● EXERCISE 1: In the blog post, at what time does the writer say the post is being written?
● EXERCISE 2: Rewrite the paragraph of the blog post that begins "But the reason I used the word" as a brief bulleted list, keeping its main facts.

● EXTRACT TO READ:
━━━━━━━━━━━━━━━━━━━━━━━━━━━━━━

Saturday, February 8, 2014

Rewiring

As I am writing this, there is a near to empty bowl of oatmeal sitting next to me. It is 12:24pm. Not technically morning anymore, but to a mind and body that once ate as little as possible until as late in the day as possible (and sometimes that meant not eating a meal until between 6:00pm-8:00pm) noon is pretty early to be sitting down to eat a "whole" of anything.

There are two main reasons why, just a few years ago, I would attempt to eat as little as possible for as long as possible during the day.

1.) There was a 90 percent chance that I had binged the night before (fairly soon before going to bed) so I really wasn't that hungry until about 3pm the next day.

2.) My eating disorder was an addiction. So in a sense, I was addicted to food. Rather, I was addicted to the feeling that I got when I binged with food. Consequently, if I started eating, I couldn't stop eating until I noticed that my stomach was starting to ache. So I would put off the seemingly inevitable food-binge that would begin whenever I started eating, until late in the day when there was nothing else I needed to do. It was then that I would "clock out" (check out and numb out) of life for the day by...eating.

(As a side note: I think it is interesting that people with an eating disorder have to learn how to manage their addiction by engaging in it in moderation. Like, can you imagine telling an alcoholic that they have to learn to drink in moderation? Former alcoholics don't try to drink in moderation. They completely abstain from drinking altogether. But obviously one can not completely abstain from eating. Food, and eating, is necessary. So those with an eating disorder--bingeing specifically--have to exercise some pretty intense self control by learning how to eat…and then stop. It was fairly easy for me to not eat. I could go all day not eating. The hard part was stopping once I had started.)

But the reason I used the word "whole" is because a large part of my eating disorder was mental. Here is what I mean by that. If I ate half a cracker, half a cheese stick, a bite or two of a sandwich...and threw away the other part of whatever I was eating...I was good. Binge and/or negative body image feelings avoided. My mind interpreted that as, "you haven't ruined today yet, you have eaten hardly anything, so you're good and you look fine." But if I ate a whole of anything… a whole apple, a whole sandwich, a whole bowl of soup, a mini bag of chips, a entire candy bar…forget it. On a physical+self control level, it would be extraordinarily difficult for me to eat only a moderate/normal amount of food and then call it quits. On a mental+emotional level, even when I was able to eat a normal portion of food and be done…I would typically be emotionally shut down for the day.

Part of my motivation for wanting to be free from this cycle of bingeing was that I realized how my bingeing (or not eating) was affecting my relationships. For example, I wouldn't pick up the phone in the evening if a friend was calling to talk, because I didn't talk to friends during or immediately following a binge. I didn't want anyone coming into that mess…it was my hidden mess. And like I mentioned before, I would shut down emotionally after bingeing. I didn't have the emotional energy to interact with friends. I wouldn't want to talk to anyone and I wouldn't want anyone to talk to me. I would want to be alone so that I could eat and then I would want to be left alone after I binged because I felt gross and ashamed of myself. I mean, think about how you feel after a Thanksgiving meal--completely stuffed. Slightly sick. Sleepy. Relaxed. You want to go take a nap. Well, that is how I would feel after bingeing. Except, a holiday meal is something that usually happens in the context of a community and family. Bingeing is something I did in isolation. I did it when I was alone, I wanted to be left alone so that I could continue to do it, and doing it kept me alone. But it was comforting. It had a payoff. All of our sins and addictions have some kind of payoff…otherwise we wouldn't keeping going back to them. Unfortunately, for me the payoff of bingeing was deeper than staving off the loneliness I felt. As I became more free from this all, I came to realize that beneath my struggles with food there was (there still is) a deeper struggle with depression, anxiety, and a desire for a sense of control. Bingeing with food was a coping mechanism I had developed over the years (and utilized almost daily) to help me handle life…and to help me handle myself.

━━━━━━━━━━━━━━━━━━━━━━━━━━━━━━

● EXERCISE DATA:

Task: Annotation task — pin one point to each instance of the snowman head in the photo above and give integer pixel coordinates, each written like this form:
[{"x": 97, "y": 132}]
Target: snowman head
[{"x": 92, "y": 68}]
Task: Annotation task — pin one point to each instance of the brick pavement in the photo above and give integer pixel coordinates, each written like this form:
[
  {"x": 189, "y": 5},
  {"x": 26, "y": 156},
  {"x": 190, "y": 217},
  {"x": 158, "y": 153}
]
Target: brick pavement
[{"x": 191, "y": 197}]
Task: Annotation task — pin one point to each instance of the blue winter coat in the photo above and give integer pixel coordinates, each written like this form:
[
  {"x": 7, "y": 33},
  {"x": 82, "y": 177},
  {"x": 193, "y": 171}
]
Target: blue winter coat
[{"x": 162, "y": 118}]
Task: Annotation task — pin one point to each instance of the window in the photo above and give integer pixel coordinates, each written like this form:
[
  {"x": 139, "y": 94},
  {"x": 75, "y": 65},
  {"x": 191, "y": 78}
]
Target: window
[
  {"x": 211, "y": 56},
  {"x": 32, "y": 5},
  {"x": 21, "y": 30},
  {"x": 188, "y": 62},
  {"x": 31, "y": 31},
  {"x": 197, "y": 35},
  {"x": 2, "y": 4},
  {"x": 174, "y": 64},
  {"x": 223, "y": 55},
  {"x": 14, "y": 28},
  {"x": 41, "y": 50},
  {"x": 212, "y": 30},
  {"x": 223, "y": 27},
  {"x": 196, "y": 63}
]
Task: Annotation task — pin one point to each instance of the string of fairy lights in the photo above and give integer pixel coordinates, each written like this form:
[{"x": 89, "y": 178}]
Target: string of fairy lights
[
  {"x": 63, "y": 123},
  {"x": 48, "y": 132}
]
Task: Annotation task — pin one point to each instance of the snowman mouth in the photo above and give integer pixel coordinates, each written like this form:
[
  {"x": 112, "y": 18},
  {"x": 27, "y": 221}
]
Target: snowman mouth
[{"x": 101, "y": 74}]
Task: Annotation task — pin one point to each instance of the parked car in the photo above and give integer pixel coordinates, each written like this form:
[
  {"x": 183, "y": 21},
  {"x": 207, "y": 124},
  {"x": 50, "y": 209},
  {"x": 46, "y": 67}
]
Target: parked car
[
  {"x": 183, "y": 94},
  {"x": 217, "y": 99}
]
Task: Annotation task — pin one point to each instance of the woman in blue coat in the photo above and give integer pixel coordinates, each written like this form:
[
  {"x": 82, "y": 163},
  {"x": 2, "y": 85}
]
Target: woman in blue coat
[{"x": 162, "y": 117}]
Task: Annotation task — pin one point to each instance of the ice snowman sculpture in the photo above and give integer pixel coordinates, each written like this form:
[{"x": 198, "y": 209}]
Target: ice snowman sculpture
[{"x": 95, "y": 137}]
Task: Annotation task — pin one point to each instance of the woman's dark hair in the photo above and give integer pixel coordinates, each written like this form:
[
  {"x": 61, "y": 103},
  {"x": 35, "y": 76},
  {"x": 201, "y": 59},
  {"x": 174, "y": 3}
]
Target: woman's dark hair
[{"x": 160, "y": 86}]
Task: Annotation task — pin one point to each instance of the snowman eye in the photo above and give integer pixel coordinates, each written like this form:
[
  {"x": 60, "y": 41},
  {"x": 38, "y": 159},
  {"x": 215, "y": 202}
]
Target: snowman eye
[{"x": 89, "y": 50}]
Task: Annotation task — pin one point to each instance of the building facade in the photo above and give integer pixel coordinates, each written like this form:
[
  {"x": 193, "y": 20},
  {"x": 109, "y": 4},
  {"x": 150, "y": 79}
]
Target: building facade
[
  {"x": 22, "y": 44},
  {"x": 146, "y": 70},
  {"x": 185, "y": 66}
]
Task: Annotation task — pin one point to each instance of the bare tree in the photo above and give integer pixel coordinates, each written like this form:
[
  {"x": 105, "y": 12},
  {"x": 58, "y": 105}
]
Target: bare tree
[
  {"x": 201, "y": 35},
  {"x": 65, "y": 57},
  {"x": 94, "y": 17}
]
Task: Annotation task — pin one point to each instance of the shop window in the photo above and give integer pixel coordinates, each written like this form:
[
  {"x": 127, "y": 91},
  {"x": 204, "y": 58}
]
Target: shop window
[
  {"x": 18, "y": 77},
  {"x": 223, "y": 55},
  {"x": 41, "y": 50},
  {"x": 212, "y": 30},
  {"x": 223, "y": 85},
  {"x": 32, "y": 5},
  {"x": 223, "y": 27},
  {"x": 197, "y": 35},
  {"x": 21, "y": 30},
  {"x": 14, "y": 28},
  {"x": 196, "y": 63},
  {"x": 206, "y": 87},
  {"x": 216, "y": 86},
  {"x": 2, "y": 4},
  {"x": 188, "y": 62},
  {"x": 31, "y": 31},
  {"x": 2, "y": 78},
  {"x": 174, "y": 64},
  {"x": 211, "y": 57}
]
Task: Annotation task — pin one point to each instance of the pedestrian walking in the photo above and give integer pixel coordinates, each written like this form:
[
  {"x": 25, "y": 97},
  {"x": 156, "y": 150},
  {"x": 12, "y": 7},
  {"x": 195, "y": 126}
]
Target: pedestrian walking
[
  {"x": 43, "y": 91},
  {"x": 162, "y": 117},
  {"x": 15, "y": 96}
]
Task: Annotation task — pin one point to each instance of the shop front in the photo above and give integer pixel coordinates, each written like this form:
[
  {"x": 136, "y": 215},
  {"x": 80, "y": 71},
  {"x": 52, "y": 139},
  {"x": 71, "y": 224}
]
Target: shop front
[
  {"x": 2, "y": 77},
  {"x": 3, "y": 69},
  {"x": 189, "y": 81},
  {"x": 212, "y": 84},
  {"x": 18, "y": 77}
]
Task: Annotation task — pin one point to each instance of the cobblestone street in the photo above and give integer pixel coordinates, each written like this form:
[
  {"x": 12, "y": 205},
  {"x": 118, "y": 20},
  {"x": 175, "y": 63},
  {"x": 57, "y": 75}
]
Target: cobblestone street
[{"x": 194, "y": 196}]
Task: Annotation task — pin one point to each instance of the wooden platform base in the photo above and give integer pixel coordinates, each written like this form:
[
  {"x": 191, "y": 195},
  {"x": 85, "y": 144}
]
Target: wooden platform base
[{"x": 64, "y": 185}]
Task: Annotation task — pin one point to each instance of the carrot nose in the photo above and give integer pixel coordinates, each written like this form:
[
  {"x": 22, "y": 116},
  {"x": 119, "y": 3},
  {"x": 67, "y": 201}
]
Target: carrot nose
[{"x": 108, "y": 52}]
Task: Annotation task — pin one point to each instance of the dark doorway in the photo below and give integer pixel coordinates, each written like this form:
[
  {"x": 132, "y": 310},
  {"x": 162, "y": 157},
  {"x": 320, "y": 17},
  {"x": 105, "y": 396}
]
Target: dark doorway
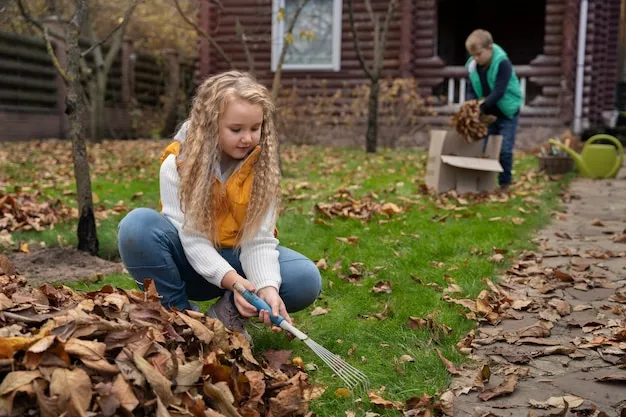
[{"x": 516, "y": 25}]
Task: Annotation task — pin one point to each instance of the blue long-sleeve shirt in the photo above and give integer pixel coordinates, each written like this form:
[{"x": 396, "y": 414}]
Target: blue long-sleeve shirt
[{"x": 489, "y": 106}]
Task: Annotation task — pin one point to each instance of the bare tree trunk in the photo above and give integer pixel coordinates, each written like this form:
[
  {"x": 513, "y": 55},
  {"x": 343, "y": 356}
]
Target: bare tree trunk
[
  {"x": 102, "y": 66},
  {"x": 87, "y": 235},
  {"x": 283, "y": 51},
  {"x": 373, "y": 72},
  {"x": 371, "y": 136}
]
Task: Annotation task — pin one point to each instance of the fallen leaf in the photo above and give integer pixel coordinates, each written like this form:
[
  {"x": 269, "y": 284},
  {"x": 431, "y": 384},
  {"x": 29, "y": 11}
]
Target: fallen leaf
[
  {"x": 160, "y": 384},
  {"x": 557, "y": 402},
  {"x": 322, "y": 264},
  {"x": 199, "y": 329},
  {"x": 277, "y": 358},
  {"x": 612, "y": 378},
  {"x": 380, "y": 401},
  {"x": 446, "y": 402},
  {"x": 391, "y": 208},
  {"x": 505, "y": 388},
  {"x": 124, "y": 393},
  {"x": 343, "y": 393},
  {"x": 16, "y": 379},
  {"x": 188, "y": 375},
  {"x": 351, "y": 240},
  {"x": 319, "y": 311},
  {"x": 497, "y": 258},
  {"x": 382, "y": 287},
  {"x": 72, "y": 387},
  {"x": 449, "y": 365}
]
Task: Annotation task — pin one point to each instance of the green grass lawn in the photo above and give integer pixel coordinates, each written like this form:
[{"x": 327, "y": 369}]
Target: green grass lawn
[{"x": 418, "y": 246}]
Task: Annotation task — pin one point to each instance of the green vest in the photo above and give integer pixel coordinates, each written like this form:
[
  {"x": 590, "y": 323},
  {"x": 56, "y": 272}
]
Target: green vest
[{"x": 511, "y": 102}]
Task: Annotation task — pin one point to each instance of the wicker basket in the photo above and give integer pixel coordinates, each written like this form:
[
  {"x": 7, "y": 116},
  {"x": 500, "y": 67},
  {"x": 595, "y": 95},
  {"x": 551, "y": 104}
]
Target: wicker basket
[{"x": 555, "y": 165}]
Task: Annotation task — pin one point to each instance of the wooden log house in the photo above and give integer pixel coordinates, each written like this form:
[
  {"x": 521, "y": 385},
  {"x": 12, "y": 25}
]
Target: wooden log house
[{"x": 569, "y": 78}]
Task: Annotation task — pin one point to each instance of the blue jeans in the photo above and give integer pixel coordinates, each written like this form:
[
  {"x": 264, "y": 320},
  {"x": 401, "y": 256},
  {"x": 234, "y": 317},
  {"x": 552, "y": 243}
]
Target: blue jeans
[
  {"x": 150, "y": 248},
  {"x": 507, "y": 128}
]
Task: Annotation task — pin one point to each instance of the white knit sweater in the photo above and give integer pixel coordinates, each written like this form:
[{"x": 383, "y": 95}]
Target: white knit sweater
[{"x": 259, "y": 256}]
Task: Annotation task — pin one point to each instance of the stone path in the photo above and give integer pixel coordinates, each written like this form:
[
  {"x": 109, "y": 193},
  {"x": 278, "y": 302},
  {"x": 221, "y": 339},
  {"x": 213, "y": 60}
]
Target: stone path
[{"x": 576, "y": 315}]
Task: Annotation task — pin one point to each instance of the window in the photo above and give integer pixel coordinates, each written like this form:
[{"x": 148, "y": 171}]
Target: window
[{"x": 321, "y": 21}]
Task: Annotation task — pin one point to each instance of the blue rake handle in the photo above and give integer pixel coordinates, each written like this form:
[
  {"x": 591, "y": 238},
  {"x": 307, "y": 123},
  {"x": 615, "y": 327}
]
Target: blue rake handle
[{"x": 259, "y": 303}]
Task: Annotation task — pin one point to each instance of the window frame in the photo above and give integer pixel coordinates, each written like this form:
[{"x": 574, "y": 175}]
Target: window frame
[{"x": 278, "y": 38}]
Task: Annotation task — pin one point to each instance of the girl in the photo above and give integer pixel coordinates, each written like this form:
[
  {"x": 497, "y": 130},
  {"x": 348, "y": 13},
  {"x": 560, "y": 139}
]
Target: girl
[{"x": 220, "y": 188}]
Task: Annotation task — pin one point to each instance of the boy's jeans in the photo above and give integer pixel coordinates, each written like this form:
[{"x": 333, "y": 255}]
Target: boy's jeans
[
  {"x": 507, "y": 128},
  {"x": 150, "y": 248}
]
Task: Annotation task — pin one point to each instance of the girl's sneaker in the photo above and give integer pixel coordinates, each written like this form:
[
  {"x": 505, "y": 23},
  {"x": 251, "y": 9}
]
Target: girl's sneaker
[{"x": 225, "y": 311}]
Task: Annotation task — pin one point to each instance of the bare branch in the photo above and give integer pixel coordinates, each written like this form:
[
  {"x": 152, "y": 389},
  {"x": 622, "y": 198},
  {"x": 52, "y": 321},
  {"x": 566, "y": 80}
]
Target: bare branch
[
  {"x": 283, "y": 52},
  {"x": 370, "y": 11},
  {"x": 244, "y": 41},
  {"x": 53, "y": 56},
  {"x": 35, "y": 22},
  {"x": 201, "y": 32},
  {"x": 383, "y": 39},
  {"x": 357, "y": 46},
  {"x": 117, "y": 40},
  {"x": 121, "y": 25}
]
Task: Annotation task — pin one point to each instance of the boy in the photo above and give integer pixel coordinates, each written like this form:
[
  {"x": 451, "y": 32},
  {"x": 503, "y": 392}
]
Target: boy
[{"x": 492, "y": 80}]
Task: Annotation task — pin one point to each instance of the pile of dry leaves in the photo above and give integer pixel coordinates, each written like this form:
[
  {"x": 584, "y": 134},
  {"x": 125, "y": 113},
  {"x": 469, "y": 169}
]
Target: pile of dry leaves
[
  {"x": 345, "y": 205},
  {"x": 120, "y": 353},
  {"x": 21, "y": 211},
  {"x": 529, "y": 286}
]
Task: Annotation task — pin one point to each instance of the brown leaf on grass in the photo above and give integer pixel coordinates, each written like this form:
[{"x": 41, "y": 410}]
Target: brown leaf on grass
[
  {"x": 319, "y": 311},
  {"x": 351, "y": 240},
  {"x": 162, "y": 346},
  {"x": 188, "y": 375},
  {"x": 612, "y": 378},
  {"x": 72, "y": 387},
  {"x": 558, "y": 402},
  {"x": 562, "y": 276},
  {"x": 286, "y": 403},
  {"x": 562, "y": 307},
  {"x": 322, "y": 264},
  {"x": 16, "y": 379},
  {"x": 276, "y": 358},
  {"x": 446, "y": 403},
  {"x": 429, "y": 323},
  {"x": 539, "y": 329},
  {"x": 160, "y": 384},
  {"x": 449, "y": 365},
  {"x": 382, "y": 287},
  {"x": 563, "y": 235},
  {"x": 199, "y": 329},
  {"x": 381, "y": 402},
  {"x": 91, "y": 353},
  {"x": 505, "y": 388},
  {"x": 497, "y": 258},
  {"x": 124, "y": 393},
  {"x": 390, "y": 208}
]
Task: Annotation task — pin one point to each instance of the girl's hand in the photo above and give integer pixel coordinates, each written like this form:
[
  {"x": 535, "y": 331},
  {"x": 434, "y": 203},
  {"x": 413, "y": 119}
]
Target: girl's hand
[
  {"x": 270, "y": 295},
  {"x": 245, "y": 308}
]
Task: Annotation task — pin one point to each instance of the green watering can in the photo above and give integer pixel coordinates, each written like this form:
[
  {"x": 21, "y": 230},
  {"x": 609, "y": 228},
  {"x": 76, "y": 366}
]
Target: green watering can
[{"x": 597, "y": 160}]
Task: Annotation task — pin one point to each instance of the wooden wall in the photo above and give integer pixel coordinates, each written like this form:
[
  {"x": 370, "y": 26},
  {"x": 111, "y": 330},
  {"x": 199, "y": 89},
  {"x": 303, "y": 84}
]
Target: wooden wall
[
  {"x": 602, "y": 53},
  {"x": 256, "y": 20}
]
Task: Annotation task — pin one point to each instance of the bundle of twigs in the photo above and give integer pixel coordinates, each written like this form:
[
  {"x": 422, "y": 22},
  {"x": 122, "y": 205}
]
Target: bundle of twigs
[{"x": 469, "y": 122}]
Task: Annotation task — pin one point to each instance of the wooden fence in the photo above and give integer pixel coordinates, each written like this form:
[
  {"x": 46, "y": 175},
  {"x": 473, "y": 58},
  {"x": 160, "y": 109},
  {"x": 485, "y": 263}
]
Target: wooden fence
[{"x": 32, "y": 94}]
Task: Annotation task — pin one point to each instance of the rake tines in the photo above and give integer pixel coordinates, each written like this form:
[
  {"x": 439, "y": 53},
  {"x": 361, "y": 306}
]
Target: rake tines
[{"x": 352, "y": 377}]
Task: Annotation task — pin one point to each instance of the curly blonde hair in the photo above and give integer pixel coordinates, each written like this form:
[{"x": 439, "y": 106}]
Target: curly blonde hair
[{"x": 201, "y": 154}]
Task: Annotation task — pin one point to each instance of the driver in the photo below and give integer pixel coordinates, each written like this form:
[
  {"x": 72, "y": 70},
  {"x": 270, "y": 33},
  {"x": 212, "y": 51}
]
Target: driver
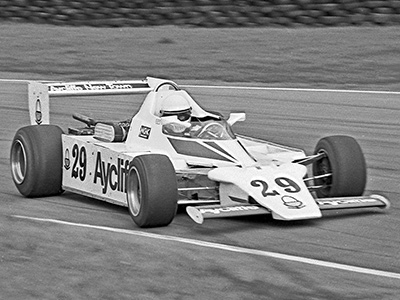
[{"x": 176, "y": 114}]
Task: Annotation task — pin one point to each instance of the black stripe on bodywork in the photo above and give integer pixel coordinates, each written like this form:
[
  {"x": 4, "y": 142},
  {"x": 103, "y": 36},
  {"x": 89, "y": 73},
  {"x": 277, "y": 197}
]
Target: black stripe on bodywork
[
  {"x": 192, "y": 148},
  {"x": 219, "y": 148}
]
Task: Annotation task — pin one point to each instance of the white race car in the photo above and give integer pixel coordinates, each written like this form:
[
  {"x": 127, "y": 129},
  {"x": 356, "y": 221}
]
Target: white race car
[{"x": 174, "y": 152}]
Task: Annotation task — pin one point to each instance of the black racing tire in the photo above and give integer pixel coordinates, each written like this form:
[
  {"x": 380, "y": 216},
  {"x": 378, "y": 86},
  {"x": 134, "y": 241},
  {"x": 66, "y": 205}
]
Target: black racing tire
[
  {"x": 36, "y": 160},
  {"x": 152, "y": 190},
  {"x": 345, "y": 160}
]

━━━━━━━━━━━━━━━━━━━━━━━━━━━━━━

● FINAL ANSWER 1: 12:24pm

● FINAL ANSWER 2:
- The writer used the word "whole" because much of the eating disorder was mental.
- Eating only part of something, such as half a cracker, half a cheese stick, or a bite or two of a sandwich, and throwing the rest away felt acceptable. It avoided a binge and negative body-image feelings.
- The writer's mind read this as not having ruined the day and as looking fine.
- Eating a whole item, such as an apple, a sandwich, a bowl of soup, a mini bag of chips, or a candy bar, was a different matter.
- Physically, stopping after a moderate amount was extraordinarily difficult.
- Emotionally, even after managing a normal portion, the writer was typically shut down for the rest of the day.